[BEGIN Material supplied]

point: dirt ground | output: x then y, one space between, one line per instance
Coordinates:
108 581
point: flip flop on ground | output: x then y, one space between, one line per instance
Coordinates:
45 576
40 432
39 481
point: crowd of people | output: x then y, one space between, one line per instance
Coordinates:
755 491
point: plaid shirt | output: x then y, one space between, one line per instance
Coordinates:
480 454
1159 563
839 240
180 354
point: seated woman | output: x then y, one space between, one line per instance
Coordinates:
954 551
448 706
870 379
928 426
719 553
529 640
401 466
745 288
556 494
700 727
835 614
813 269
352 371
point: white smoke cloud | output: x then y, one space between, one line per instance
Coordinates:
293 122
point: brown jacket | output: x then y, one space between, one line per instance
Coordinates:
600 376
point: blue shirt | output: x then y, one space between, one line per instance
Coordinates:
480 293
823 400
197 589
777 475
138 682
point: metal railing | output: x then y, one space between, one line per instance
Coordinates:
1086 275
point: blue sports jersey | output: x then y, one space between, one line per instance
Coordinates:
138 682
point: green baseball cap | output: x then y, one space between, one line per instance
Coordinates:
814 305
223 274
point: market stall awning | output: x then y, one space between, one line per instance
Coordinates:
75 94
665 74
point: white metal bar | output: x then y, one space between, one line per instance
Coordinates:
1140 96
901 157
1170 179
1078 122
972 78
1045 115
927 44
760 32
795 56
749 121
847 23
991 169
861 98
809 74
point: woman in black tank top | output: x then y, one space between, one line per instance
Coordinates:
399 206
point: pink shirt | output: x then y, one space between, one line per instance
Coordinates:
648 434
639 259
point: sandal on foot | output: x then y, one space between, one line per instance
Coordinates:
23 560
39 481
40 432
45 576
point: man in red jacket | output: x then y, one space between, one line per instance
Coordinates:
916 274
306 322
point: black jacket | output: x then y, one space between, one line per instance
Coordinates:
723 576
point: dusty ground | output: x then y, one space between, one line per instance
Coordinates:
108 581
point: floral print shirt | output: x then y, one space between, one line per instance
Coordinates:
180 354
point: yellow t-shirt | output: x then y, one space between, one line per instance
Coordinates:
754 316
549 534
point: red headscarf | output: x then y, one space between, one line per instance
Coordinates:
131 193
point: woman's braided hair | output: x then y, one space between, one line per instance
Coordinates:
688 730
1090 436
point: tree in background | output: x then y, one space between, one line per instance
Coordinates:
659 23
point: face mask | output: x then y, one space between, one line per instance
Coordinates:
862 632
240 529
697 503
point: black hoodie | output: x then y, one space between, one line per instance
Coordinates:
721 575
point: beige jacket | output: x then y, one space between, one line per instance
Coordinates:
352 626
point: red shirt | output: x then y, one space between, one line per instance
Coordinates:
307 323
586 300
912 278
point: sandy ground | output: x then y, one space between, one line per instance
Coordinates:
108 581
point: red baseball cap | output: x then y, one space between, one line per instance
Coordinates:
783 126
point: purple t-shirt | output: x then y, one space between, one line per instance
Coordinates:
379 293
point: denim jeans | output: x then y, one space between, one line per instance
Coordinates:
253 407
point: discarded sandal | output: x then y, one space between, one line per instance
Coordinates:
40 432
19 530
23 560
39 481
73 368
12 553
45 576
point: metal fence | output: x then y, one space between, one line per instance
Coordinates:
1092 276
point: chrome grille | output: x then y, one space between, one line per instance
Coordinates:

[END Material supplied]

Given task:
Write out everything from the line containing "point: metal fence" down to the end of the items, keeping every line, and shift each coordinate in the answers up by 114.

The reply:
point: metal fence | output: x then y, one space between, one line per instance
Coordinates:
1206 390
point: chrome grille | output: x then y, one space between, one line per instance
Coordinates:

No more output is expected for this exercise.